Task brief: Print the material word for word, from its beginning down to the line that contains "[[140, 32]]", including that line. Omit any pictures from your answer.

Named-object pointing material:
※
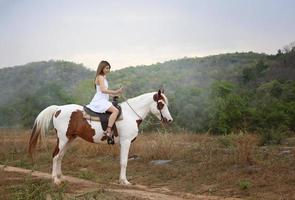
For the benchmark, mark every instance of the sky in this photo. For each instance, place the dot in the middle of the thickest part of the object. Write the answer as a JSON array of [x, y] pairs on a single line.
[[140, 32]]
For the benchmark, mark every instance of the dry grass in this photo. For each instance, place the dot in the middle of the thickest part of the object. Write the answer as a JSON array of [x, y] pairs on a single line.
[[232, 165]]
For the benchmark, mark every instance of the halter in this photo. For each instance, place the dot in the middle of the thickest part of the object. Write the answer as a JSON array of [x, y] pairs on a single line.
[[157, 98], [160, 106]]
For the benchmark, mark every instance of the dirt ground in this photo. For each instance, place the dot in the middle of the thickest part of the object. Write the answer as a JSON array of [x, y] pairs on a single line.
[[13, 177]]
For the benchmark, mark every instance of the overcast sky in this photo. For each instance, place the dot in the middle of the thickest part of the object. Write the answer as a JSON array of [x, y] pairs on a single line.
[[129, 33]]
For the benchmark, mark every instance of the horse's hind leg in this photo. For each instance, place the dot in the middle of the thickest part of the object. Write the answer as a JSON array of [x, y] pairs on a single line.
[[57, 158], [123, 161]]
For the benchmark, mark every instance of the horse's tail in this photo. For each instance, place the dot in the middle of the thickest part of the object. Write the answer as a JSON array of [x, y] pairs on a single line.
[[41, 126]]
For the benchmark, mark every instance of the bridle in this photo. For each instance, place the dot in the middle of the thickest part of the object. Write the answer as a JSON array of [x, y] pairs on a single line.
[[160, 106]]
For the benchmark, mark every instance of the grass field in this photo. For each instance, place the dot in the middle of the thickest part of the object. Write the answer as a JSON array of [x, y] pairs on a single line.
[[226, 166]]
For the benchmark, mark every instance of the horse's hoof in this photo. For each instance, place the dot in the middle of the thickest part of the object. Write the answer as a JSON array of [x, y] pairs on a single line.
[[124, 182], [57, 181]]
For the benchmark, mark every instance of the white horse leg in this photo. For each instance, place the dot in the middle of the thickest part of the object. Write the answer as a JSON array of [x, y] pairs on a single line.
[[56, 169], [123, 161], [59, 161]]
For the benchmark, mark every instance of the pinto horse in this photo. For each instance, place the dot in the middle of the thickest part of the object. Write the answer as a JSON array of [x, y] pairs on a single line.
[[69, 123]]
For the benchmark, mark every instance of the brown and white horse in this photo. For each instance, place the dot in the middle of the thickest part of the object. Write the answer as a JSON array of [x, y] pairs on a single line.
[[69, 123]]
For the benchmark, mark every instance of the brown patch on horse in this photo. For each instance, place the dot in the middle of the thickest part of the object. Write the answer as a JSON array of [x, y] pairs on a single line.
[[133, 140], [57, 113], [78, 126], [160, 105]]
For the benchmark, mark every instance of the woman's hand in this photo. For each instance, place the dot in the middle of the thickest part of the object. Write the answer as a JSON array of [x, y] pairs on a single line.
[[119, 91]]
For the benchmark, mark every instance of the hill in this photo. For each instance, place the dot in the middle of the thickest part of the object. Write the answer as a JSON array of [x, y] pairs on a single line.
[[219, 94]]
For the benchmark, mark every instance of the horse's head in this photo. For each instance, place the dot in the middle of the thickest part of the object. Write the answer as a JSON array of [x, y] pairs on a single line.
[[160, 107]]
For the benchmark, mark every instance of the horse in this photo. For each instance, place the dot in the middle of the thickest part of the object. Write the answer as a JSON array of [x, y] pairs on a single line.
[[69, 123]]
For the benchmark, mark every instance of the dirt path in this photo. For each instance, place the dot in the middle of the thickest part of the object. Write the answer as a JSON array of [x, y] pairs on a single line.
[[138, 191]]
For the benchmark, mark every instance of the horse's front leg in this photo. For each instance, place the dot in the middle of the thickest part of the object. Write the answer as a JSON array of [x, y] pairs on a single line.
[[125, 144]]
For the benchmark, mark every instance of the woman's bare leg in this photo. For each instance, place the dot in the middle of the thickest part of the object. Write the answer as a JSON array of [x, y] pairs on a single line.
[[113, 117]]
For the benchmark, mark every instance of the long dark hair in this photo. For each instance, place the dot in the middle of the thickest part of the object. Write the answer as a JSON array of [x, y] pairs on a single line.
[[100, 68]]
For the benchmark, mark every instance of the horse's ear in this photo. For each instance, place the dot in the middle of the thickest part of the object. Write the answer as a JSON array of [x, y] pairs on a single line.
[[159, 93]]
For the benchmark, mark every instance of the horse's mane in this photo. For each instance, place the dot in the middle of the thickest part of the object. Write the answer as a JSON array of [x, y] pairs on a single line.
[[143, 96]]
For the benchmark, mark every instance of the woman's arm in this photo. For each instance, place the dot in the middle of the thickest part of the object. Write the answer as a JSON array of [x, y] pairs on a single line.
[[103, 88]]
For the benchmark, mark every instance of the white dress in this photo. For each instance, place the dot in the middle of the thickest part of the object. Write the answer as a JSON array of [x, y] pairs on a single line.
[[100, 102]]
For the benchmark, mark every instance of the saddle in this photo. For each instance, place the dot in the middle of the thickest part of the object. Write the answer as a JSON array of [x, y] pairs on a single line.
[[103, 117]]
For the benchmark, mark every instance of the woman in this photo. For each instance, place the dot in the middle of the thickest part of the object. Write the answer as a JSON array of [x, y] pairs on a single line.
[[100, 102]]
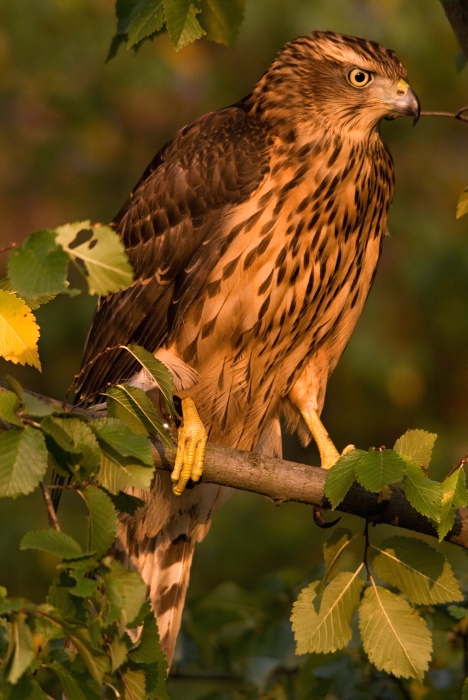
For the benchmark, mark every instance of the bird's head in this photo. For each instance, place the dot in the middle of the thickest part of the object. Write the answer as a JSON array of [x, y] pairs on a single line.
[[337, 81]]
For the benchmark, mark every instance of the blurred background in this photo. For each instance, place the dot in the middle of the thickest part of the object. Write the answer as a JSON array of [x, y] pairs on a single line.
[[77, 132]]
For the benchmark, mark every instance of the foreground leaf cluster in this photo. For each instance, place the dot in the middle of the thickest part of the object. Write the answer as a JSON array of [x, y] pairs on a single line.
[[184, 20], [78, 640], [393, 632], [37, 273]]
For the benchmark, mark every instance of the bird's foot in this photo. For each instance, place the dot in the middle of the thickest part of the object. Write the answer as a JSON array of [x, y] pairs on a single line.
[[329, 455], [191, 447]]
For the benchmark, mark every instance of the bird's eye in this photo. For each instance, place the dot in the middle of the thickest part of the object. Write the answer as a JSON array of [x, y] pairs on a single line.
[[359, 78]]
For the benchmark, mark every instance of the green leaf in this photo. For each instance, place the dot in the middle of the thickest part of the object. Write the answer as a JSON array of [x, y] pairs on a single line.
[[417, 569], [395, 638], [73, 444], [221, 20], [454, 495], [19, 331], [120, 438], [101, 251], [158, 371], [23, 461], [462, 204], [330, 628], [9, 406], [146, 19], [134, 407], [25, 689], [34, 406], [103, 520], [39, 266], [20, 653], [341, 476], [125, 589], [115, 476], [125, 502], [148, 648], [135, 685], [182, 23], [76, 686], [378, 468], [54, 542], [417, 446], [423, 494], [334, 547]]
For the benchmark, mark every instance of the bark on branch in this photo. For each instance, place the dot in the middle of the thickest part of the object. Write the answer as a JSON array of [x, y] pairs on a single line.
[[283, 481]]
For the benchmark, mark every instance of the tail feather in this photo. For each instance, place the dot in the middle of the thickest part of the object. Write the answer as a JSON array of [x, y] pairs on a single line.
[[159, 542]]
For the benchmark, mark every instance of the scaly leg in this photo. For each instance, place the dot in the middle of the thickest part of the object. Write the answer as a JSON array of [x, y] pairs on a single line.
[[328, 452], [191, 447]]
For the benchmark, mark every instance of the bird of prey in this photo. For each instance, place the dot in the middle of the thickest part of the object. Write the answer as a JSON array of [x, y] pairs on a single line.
※
Answer to the task:
For the benchmark, mark every instance of the sky in this photo. For each instance, place the dot in the middle of the thickest part of the object. Write the answer as a JSON array of [x, y] pairs on a single line.
[[140, 32]]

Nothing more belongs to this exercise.